**Description of the task:** Everything from the line containing "Would you please tag the reflection" through the last line of the records must be returned verbatim, and nothing outside that range.

* * *

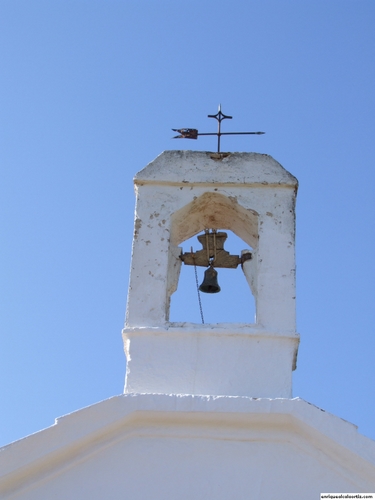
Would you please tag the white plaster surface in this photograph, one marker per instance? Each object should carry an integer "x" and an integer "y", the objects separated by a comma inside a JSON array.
[
  {"x": 169, "y": 446},
  {"x": 178, "y": 195}
]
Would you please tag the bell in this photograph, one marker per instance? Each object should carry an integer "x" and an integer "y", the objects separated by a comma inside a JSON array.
[{"x": 210, "y": 284}]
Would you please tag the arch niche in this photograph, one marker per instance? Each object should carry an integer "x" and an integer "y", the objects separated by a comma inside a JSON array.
[{"x": 211, "y": 210}]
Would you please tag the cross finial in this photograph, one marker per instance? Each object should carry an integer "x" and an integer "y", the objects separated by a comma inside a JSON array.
[{"x": 192, "y": 133}]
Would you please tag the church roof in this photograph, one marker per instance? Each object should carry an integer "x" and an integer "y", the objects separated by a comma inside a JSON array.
[
  {"x": 87, "y": 433},
  {"x": 196, "y": 167}
]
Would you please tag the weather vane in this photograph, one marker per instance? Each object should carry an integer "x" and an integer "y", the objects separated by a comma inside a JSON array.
[{"x": 192, "y": 133}]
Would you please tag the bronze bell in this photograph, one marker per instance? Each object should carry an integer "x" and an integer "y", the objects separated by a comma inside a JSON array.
[{"x": 210, "y": 284}]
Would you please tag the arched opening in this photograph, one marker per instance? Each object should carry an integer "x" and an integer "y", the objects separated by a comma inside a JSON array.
[{"x": 233, "y": 304}]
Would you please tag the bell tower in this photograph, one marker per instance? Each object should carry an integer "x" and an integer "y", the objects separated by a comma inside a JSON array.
[{"x": 184, "y": 193}]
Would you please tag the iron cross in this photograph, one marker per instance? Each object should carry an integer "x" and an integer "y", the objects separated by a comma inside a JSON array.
[{"x": 192, "y": 133}]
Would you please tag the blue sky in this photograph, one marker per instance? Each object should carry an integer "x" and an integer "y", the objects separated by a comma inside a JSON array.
[{"x": 89, "y": 92}]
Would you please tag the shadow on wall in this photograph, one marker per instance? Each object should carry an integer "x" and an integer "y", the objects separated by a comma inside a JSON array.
[{"x": 233, "y": 304}]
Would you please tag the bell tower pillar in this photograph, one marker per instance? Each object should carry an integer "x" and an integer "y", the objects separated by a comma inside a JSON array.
[{"x": 181, "y": 194}]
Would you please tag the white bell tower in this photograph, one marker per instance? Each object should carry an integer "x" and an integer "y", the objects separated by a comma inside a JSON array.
[{"x": 181, "y": 194}]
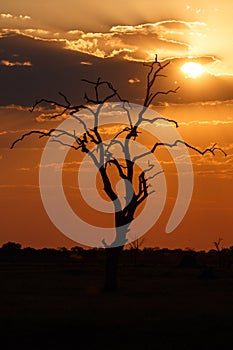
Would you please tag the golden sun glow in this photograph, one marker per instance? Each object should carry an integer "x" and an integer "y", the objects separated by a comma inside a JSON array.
[{"x": 192, "y": 69}]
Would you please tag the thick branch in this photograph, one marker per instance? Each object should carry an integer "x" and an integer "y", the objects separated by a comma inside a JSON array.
[{"x": 170, "y": 145}]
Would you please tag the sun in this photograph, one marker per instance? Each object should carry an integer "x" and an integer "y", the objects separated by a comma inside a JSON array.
[{"x": 192, "y": 69}]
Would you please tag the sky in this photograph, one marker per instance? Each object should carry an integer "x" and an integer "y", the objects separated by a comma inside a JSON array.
[{"x": 50, "y": 46}]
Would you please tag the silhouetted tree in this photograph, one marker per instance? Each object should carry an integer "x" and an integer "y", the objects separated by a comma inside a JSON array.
[{"x": 125, "y": 168}]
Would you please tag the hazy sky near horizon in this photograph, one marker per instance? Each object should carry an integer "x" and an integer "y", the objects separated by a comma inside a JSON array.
[{"x": 49, "y": 46}]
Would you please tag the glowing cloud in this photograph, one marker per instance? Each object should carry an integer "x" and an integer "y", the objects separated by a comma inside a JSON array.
[{"x": 192, "y": 69}]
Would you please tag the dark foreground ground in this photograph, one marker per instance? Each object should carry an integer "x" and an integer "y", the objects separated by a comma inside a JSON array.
[{"x": 60, "y": 305}]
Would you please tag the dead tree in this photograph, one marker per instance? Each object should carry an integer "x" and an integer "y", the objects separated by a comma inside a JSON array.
[{"x": 125, "y": 168}]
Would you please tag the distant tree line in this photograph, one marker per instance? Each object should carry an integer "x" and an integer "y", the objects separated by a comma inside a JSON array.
[{"x": 132, "y": 254}]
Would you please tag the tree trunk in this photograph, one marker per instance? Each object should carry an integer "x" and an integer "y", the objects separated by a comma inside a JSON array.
[{"x": 111, "y": 268}]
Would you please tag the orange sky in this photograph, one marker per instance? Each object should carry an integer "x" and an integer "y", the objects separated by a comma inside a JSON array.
[{"x": 42, "y": 54}]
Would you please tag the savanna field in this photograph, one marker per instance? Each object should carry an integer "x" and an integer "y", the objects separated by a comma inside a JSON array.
[{"x": 163, "y": 302}]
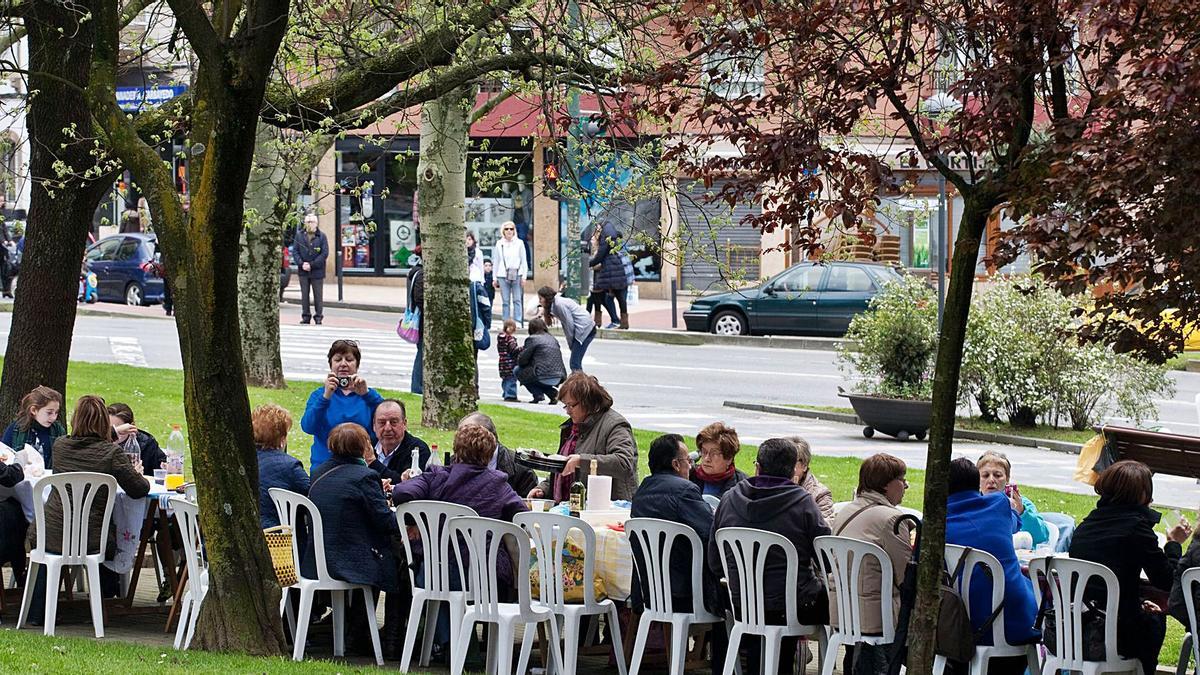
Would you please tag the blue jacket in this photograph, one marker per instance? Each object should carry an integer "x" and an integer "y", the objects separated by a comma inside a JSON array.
[
  {"x": 277, "y": 469},
  {"x": 322, "y": 414},
  {"x": 988, "y": 523},
  {"x": 667, "y": 496},
  {"x": 358, "y": 525}
]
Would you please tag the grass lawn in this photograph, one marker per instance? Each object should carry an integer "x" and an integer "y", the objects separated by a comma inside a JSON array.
[
  {"x": 156, "y": 399},
  {"x": 1041, "y": 431}
]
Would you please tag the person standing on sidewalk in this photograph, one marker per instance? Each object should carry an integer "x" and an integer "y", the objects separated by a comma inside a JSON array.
[
  {"x": 510, "y": 269},
  {"x": 311, "y": 250},
  {"x": 577, "y": 324}
]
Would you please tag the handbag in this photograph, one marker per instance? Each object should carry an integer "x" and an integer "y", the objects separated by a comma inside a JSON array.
[
  {"x": 279, "y": 543},
  {"x": 409, "y": 327}
]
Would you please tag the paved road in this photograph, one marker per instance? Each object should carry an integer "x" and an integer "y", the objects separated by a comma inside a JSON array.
[{"x": 661, "y": 387}]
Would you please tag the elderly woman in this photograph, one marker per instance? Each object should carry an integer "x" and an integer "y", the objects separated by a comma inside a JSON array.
[
  {"x": 715, "y": 473},
  {"x": 88, "y": 448},
  {"x": 871, "y": 517},
  {"x": 579, "y": 328},
  {"x": 276, "y": 467},
  {"x": 1120, "y": 535},
  {"x": 345, "y": 396},
  {"x": 995, "y": 472},
  {"x": 358, "y": 524},
  {"x": 804, "y": 478},
  {"x": 593, "y": 432}
]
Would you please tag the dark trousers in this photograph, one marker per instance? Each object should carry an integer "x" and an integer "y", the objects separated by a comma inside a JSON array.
[{"x": 318, "y": 290}]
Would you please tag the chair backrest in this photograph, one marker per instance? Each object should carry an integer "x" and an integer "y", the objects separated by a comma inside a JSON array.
[
  {"x": 483, "y": 539},
  {"x": 289, "y": 505},
  {"x": 1188, "y": 580},
  {"x": 187, "y": 514},
  {"x": 981, "y": 567},
  {"x": 551, "y": 531},
  {"x": 749, "y": 549},
  {"x": 77, "y": 491},
  {"x": 432, "y": 523},
  {"x": 1067, "y": 580},
  {"x": 840, "y": 561},
  {"x": 653, "y": 541}
]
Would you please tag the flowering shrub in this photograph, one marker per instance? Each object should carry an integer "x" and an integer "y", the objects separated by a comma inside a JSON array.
[{"x": 889, "y": 348}]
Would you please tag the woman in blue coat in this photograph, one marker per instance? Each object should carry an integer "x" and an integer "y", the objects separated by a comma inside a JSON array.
[{"x": 988, "y": 523}]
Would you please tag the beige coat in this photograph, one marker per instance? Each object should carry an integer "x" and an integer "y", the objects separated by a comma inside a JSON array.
[{"x": 874, "y": 525}]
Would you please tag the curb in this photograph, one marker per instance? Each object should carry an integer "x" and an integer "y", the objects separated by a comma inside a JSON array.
[{"x": 964, "y": 434}]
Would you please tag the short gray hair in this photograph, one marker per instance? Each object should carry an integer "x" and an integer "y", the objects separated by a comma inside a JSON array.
[
  {"x": 803, "y": 453},
  {"x": 480, "y": 419}
]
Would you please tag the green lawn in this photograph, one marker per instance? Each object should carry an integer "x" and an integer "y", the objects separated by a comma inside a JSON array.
[{"x": 156, "y": 398}]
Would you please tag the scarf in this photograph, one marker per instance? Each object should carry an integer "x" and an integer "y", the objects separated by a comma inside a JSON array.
[
  {"x": 718, "y": 478},
  {"x": 563, "y": 483}
]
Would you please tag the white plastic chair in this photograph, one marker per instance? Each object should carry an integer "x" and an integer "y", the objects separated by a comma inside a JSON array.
[
  {"x": 289, "y": 503},
  {"x": 840, "y": 561},
  {"x": 655, "y": 539},
  {"x": 432, "y": 523},
  {"x": 982, "y": 567},
  {"x": 77, "y": 493},
  {"x": 187, "y": 514},
  {"x": 1067, "y": 580},
  {"x": 551, "y": 531},
  {"x": 483, "y": 539},
  {"x": 749, "y": 549},
  {"x": 1191, "y": 647}
]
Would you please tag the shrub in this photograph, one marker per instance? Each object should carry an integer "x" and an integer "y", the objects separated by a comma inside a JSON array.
[{"x": 891, "y": 347}]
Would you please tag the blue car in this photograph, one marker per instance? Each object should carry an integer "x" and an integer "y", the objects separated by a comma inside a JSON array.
[{"x": 125, "y": 267}]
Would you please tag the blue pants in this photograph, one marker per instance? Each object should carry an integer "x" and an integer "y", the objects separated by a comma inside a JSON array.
[
  {"x": 511, "y": 293},
  {"x": 579, "y": 350}
]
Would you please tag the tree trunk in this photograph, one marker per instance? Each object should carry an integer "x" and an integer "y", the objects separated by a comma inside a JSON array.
[
  {"x": 281, "y": 168},
  {"x": 442, "y": 179},
  {"x": 923, "y": 626},
  {"x": 60, "y": 213}
]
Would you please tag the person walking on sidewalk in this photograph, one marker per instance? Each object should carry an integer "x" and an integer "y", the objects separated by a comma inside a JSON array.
[
  {"x": 311, "y": 250},
  {"x": 577, "y": 324},
  {"x": 511, "y": 269}
]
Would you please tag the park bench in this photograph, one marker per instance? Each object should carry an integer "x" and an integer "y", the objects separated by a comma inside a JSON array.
[{"x": 1173, "y": 454}]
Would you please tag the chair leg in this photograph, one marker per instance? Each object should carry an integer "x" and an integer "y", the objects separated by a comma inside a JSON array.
[
  {"x": 372, "y": 625},
  {"x": 618, "y": 649},
  {"x": 414, "y": 617},
  {"x": 303, "y": 620}
]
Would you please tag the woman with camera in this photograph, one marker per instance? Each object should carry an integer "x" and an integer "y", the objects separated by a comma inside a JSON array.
[{"x": 345, "y": 396}]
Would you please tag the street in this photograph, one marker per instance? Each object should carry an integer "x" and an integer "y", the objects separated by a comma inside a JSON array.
[{"x": 660, "y": 387}]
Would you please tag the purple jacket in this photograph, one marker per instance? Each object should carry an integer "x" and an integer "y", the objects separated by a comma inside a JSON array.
[{"x": 483, "y": 489}]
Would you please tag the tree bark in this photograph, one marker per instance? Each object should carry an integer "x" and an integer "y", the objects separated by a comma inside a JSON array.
[
  {"x": 61, "y": 207},
  {"x": 923, "y": 626},
  {"x": 281, "y": 168},
  {"x": 442, "y": 179}
]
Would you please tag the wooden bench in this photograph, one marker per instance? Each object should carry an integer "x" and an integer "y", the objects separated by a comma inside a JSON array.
[{"x": 1173, "y": 454}]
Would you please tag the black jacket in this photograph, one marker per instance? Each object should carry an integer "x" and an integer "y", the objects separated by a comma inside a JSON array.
[
  {"x": 541, "y": 358},
  {"x": 667, "y": 496},
  {"x": 521, "y": 478},
  {"x": 402, "y": 458},
  {"x": 312, "y": 250},
  {"x": 1122, "y": 538},
  {"x": 775, "y": 505},
  {"x": 358, "y": 525}
]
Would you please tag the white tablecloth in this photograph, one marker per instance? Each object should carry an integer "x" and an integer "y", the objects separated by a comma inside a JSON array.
[{"x": 129, "y": 515}]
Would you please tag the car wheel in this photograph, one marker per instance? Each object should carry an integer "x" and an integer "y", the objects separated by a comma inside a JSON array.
[
  {"x": 730, "y": 322},
  {"x": 133, "y": 296}
]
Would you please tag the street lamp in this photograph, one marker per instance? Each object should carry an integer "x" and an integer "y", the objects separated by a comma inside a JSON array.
[{"x": 936, "y": 107}]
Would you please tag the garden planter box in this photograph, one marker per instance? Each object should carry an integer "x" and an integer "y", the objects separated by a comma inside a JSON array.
[{"x": 895, "y": 417}]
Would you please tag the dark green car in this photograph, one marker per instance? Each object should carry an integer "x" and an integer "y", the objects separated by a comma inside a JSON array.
[{"x": 804, "y": 299}]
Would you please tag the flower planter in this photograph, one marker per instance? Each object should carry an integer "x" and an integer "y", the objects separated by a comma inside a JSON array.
[{"x": 895, "y": 417}]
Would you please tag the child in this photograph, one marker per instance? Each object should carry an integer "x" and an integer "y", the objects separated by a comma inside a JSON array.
[
  {"x": 37, "y": 423},
  {"x": 508, "y": 348}
]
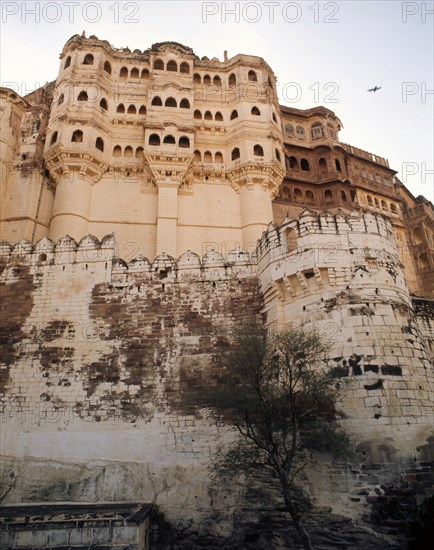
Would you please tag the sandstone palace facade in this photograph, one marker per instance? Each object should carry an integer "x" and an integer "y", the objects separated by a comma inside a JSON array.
[{"x": 150, "y": 200}]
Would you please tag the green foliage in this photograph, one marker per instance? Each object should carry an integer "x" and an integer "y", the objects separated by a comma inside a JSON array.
[{"x": 278, "y": 393}]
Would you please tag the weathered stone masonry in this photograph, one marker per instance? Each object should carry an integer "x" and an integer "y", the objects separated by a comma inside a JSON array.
[
  {"x": 101, "y": 351},
  {"x": 168, "y": 151},
  {"x": 98, "y": 354}
]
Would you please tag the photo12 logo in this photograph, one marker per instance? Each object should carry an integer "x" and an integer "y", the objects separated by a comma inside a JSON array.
[
  {"x": 416, "y": 11},
  {"x": 71, "y": 12},
  {"x": 271, "y": 12}
]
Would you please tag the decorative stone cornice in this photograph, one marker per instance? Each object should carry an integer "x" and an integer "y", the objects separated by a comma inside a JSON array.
[
  {"x": 268, "y": 174},
  {"x": 168, "y": 169},
  {"x": 61, "y": 161}
]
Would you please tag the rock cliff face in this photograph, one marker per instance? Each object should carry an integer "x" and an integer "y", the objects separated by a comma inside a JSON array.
[
  {"x": 100, "y": 345},
  {"x": 97, "y": 356}
]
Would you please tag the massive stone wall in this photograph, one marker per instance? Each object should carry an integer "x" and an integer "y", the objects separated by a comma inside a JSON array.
[
  {"x": 96, "y": 357},
  {"x": 342, "y": 275}
]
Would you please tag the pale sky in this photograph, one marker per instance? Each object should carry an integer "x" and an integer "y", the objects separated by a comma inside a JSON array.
[{"x": 322, "y": 53}]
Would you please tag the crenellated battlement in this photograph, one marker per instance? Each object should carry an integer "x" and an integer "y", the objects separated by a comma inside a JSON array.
[{"x": 89, "y": 252}]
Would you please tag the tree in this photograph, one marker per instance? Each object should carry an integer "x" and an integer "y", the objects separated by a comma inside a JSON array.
[{"x": 278, "y": 393}]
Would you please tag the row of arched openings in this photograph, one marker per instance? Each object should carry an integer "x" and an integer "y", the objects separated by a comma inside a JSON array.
[
  {"x": 131, "y": 109},
  {"x": 134, "y": 73},
  {"x": 77, "y": 137},
  {"x": 89, "y": 59},
  {"x": 128, "y": 152},
  {"x": 208, "y": 157},
  {"x": 171, "y": 66},
  {"x": 155, "y": 140},
  {"x": 293, "y": 164},
  {"x": 258, "y": 151},
  {"x": 170, "y": 102},
  {"x": 308, "y": 196},
  {"x": 207, "y": 79},
  {"x": 373, "y": 201}
]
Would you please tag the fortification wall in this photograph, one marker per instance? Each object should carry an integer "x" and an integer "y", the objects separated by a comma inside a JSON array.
[
  {"x": 99, "y": 354},
  {"x": 96, "y": 356},
  {"x": 342, "y": 275}
]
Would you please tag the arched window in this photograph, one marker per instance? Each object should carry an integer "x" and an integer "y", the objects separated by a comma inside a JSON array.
[
  {"x": 317, "y": 130},
  {"x": 291, "y": 239},
  {"x": 331, "y": 131},
  {"x": 310, "y": 197},
  {"x": 252, "y": 76},
  {"x": 293, "y": 163},
  {"x": 298, "y": 195},
  {"x": 154, "y": 139},
  {"x": 328, "y": 196},
  {"x": 418, "y": 236},
  {"x": 289, "y": 129},
  {"x": 99, "y": 144},
  {"x": 423, "y": 261},
  {"x": 170, "y": 102},
  {"x": 235, "y": 154},
  {"x": 77, "y": 136},
  {"x": 88, "y": 59},
  {"x": 304, "y": 165},
  {"x": 184, "y": 68},
  {"x": 184, "y": 142},
  {"x": 322, "y": 165}
]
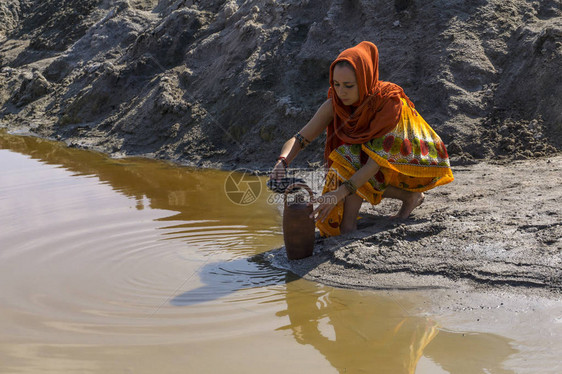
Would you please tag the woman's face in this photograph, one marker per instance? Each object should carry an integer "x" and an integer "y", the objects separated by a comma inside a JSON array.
[{"x": 345, "y": 84}]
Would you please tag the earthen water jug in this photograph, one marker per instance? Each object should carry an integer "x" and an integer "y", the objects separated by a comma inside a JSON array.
[{"x": 298, "y": 227}]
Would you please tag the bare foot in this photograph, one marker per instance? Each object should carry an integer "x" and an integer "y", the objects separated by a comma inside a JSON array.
[{"x": 413, "y": 201}]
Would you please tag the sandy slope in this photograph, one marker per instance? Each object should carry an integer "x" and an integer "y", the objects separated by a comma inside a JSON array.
[{"x": 224, "y": 83}]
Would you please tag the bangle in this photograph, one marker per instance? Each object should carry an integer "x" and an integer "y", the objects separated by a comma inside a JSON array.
[
  {"x": 284, "y": 161},
  {"x": 302, "y": 140},
  {"x": 351, "y": 187}
]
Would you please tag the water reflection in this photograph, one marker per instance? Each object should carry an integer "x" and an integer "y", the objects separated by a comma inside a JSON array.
[
  {"x": 224, "y": 278},
  {"x": 358, "y": 331},
  {"x": 105, "y": 281},
  {"x": 195, "y": 198}
]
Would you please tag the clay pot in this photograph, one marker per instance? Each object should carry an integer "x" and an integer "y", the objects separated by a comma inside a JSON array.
[{"x": 298, "y": 228}]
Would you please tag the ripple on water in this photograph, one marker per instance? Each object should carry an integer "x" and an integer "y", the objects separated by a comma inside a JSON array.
[{"x": 86, "y": 263}]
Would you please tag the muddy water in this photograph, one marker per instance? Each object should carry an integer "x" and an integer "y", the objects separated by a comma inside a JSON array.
[{"x": 118, "y": 266}]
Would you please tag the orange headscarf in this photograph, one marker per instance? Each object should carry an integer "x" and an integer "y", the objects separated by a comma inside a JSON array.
[{"x": 378, "y": 110}]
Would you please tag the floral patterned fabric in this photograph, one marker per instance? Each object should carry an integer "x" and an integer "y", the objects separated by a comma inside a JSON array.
[{"x": 411, "y": 157}]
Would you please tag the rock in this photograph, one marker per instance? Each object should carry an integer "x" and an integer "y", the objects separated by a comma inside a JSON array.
[{"x": 477, "y": 71}]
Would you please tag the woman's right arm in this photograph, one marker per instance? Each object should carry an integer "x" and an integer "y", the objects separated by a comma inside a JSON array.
[{"x": 314, "y": 127}]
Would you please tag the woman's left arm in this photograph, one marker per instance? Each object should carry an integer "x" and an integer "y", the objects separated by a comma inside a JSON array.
[{"x": 328, "y": 201}]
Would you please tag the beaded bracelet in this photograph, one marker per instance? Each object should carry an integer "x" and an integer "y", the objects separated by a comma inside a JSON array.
[
  {"x": 284, "y": 161},
  {"x": 302, "y": 140},
  {"x": 351, "y": 187}
]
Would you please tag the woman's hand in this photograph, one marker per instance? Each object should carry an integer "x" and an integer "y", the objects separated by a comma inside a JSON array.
[
  {"x": 278, "y": 171},
  {"x": 327, "y": 202}
]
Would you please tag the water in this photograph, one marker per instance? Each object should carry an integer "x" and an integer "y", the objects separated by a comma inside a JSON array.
[{"x": 138, "y": 266}]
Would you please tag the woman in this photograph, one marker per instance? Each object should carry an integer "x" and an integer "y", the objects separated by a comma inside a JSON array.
[{"x": 377, "y": 145}]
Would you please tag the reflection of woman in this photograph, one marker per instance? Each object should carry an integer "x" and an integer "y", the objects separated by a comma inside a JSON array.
[
  {"x": 377, "y": 144},
  {"x": 370, "y": 337}
]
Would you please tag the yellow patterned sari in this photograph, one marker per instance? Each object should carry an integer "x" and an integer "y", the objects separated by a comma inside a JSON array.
[{"x": 411, "y": 157}]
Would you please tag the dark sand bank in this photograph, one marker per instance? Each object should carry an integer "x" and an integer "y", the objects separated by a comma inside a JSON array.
[
  {"x": 495, "y": 225},
  {"x": 224, "y": 83}
]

* * *

**Output of the exercise:**
Would you please tag the reflection of woman in this photograph, one marker per instance? Each object should carry an integer "x" and an integer "y", the objects separated by a comma inside a JSON array.
[
  {"x": 377, "y": 144},
  {"x": 370, "y": 337}
]
Would you please tag the yellow patterned sari in this photograph, one marker per instance? Each object should carry an integer "x" and an integer "y", the objects separated by a comma inside a JSON array.
[{"x": 411, "y": 157}]
Would you please tag the dark sand bank in this photograph, one marker per instance? Each object should carry an integer "x" and an integer "y", the objects separated by a comma inside a JSON array.
[
  {"x": 495, "y": 225},
  {"x": 224, "y": 83}
]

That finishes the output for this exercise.